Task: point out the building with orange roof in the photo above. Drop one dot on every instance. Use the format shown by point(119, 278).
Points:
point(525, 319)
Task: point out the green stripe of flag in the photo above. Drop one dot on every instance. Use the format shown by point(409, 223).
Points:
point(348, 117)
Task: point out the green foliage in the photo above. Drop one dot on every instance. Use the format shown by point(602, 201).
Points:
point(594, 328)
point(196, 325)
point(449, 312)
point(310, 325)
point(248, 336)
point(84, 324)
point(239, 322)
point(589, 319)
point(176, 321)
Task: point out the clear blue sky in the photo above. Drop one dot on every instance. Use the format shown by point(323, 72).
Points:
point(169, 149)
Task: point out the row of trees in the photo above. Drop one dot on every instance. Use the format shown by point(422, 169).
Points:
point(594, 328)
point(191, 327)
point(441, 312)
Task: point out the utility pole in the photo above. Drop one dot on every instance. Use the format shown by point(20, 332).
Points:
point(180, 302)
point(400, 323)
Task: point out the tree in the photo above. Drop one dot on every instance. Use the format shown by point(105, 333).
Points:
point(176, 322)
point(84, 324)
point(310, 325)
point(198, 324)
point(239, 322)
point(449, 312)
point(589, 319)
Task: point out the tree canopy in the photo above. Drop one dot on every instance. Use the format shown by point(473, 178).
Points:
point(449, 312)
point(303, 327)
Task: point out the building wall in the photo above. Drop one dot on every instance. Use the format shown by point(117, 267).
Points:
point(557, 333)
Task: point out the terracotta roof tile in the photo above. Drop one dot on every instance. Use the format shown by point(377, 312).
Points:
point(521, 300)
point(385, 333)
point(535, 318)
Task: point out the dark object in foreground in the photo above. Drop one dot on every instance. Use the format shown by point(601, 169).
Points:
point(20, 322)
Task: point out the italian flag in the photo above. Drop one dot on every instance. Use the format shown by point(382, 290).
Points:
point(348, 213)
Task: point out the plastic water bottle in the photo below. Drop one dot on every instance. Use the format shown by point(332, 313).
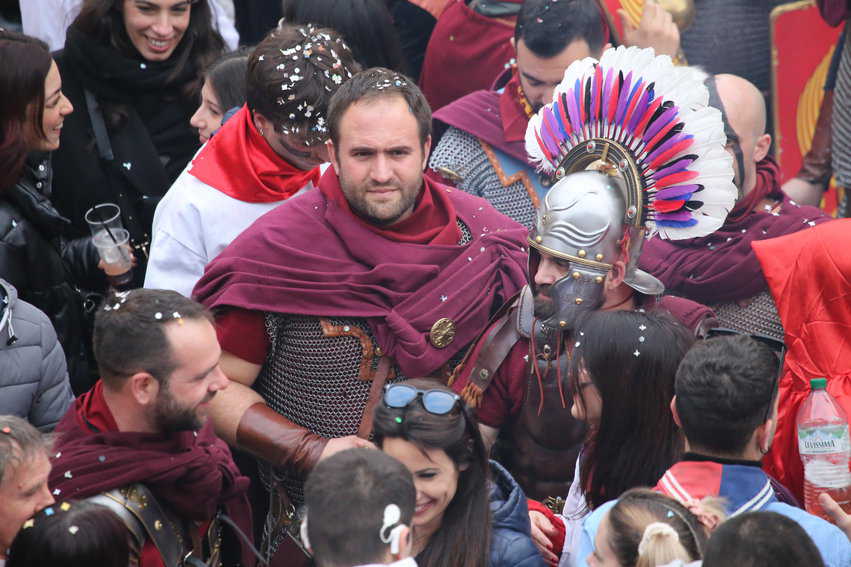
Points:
point(825, 449)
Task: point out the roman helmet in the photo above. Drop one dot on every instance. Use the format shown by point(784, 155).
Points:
point(632, 150)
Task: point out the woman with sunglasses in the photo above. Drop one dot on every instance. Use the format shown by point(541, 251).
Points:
point(622, 378)
point(469, 512)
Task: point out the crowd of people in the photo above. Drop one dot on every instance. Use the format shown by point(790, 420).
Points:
point(443, 283)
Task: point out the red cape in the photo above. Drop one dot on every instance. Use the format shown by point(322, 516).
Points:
point(312, 256)
point(240, 163)
point(191, 472)
point(808, 275)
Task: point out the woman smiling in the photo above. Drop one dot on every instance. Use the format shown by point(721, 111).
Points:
point(469, 513)
point(132, 68)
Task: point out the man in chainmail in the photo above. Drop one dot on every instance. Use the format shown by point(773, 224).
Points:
point(721, 270)
point(482, 150)
point(379, 275)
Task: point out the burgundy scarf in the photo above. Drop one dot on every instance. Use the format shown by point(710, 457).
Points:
point(190, 472)
point(312, 256)
point(240, 163)
point(722, 267)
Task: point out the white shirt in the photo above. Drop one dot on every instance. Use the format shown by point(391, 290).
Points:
point(193, 223)
point(48, 20)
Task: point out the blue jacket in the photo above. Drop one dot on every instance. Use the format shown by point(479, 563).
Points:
point(745, 488)
point(511, 540)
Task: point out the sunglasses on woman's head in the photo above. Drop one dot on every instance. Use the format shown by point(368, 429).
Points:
point(438, 402)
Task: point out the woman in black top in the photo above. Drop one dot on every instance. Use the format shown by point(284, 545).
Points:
point(36, 256)
point(132, 69)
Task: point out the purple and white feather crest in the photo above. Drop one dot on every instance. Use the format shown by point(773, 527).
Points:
point(660, 114)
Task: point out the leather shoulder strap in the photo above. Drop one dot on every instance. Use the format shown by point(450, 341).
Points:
point(140, 511)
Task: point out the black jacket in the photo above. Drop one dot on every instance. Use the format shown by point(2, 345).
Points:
point(511, 539)
point(49, 270)
point(146, 119)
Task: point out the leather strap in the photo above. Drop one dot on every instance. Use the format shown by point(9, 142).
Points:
point(272, 437)
point(375, 390)
point(147, 512)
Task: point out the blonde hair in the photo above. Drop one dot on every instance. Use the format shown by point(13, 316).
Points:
point(647, 528)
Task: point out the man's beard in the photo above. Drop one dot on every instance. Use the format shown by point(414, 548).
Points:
point(170, 416)
point(545, 307)
point(379, 216)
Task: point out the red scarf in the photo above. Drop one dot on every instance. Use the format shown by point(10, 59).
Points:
point(514, 109)
point(239, 162)
point(433, 220)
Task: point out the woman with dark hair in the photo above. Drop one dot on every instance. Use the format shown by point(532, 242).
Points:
point(622, 378)
point(132, 69)
point(469, 512)
point(223, 90)
point(366, 25)
point(36, 256)
point(72, 534)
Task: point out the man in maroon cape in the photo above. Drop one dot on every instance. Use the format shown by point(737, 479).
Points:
point(482, 150)
point(137, 442)
point(721, 270)
point(378, 276)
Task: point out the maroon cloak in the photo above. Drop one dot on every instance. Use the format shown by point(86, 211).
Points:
point(722, 267)
point(312, 256)
point(190, 472)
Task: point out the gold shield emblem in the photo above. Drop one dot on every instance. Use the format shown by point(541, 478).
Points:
point(442, 333)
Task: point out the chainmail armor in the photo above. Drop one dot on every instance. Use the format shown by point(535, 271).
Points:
point(462, 153)
point(759, 317)
point(314, 380)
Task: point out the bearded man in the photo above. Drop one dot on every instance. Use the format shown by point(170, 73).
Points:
point(382, 274)
point(721, 270)
point(482, 150)
point(138, 441)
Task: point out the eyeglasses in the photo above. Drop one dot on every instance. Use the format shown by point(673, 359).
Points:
point(438, 402)
point(778, 348)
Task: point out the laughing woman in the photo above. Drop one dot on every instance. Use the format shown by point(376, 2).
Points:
point(36, 256)
point(133, 70)
point(469, 512)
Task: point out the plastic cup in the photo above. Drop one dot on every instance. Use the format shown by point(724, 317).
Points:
point(114, 251)
point(103, 216)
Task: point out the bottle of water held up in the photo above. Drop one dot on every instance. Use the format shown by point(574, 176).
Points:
point(825, 449)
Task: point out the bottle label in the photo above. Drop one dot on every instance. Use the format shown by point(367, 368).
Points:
point(823, 440)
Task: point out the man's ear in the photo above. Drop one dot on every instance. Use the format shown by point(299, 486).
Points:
point(426, 151)
point(615, 276)
point(144, 388)
point(675, 413)
point(763, 144)
point(332, 155)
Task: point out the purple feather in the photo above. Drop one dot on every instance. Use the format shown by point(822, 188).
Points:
point(641, 108)
point(573, 100)
point(668, 144)
point(676, 216)
point(546, 136)
point(677, 192)
point(679, 165)
point(676, 224)
point(625, 97)
point(657, 124)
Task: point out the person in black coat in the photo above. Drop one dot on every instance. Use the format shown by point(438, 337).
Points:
point(133, 70)
point(36, 256)
point(469, 511)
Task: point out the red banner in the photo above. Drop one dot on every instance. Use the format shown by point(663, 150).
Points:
point(802, 47)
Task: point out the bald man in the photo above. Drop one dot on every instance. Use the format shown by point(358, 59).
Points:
point(721, 270)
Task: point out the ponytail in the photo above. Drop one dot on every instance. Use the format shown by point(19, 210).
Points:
point(660, 544)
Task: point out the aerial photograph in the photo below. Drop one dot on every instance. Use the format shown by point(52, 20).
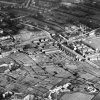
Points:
point(49, 49)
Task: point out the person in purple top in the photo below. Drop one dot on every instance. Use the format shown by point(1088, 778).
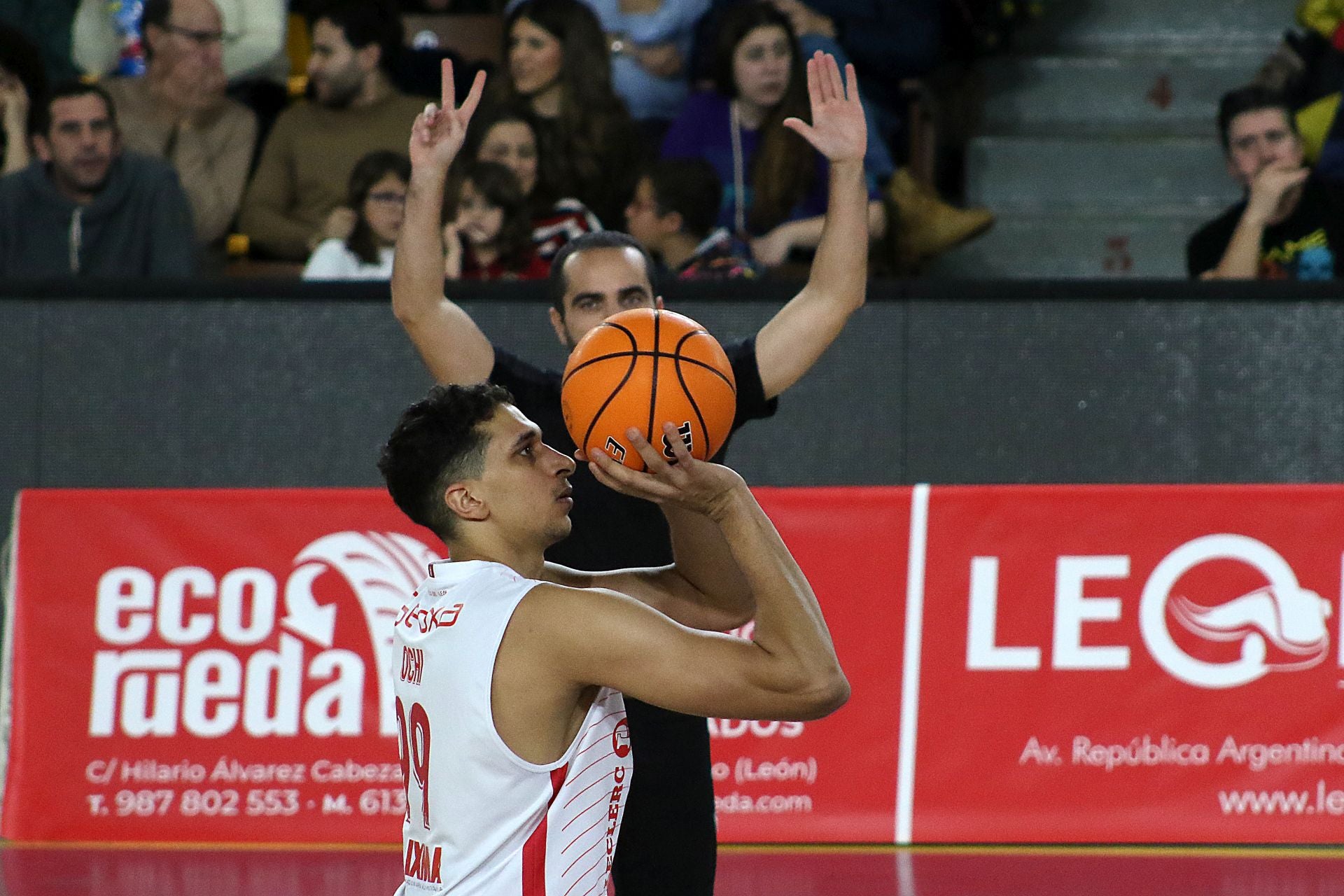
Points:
point(774, 184)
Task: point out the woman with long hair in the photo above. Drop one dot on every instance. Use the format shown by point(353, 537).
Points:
point(508, 136)
point(774, 184)
point(559, 69)
point(489, 235)
point(377, 192)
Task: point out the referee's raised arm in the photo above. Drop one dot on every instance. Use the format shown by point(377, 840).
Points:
point(452, 346)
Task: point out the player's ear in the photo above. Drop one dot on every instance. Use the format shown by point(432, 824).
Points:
point(464, 503)
point(558, 323)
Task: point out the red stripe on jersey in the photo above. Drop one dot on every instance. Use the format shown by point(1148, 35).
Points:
point(534, 850)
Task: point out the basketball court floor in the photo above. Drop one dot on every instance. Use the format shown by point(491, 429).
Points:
point(878, 871)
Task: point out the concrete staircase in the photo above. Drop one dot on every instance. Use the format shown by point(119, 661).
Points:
point(1097, 148)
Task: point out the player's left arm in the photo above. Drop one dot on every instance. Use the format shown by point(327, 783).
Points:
point(792, 342)
point(704, 587)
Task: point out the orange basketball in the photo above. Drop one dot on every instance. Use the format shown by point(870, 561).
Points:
point(644, 368)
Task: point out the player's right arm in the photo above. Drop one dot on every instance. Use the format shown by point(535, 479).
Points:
point(454, 347)
point(788, 671)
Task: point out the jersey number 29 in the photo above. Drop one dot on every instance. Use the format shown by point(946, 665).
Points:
point(413, 750)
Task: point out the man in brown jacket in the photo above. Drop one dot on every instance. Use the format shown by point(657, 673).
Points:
point(298, 195)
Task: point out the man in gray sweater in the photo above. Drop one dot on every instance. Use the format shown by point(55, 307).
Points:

> [TASK OBJECTIVE]: Set down exactly what runs from the line with "Task: point out the player's right" to the last line of the data above, including both of those lines and no others.

> [IN RESPONSE]:
Task: point out the player's right arm in the photo above. Drop one dot on every instance. Use the format shown by point(535, 479).
Points:
point(454, 347)
point(788, 671)
Task: point out the jersey number 29 in the photo above. Drop one dot on every instance. Use the format shown by point(946, 665).
Points:
point(413, 750)
Task: point out the man in brown jacket in the photo above. Drop one dot on every instance. Use the format shown by point(657, 673).
Points:
point(298, 195)
Task: point out the man in gray sweater in the photo above. Drop one dot on every instance. Use the format shown by point(55, 307).
Points:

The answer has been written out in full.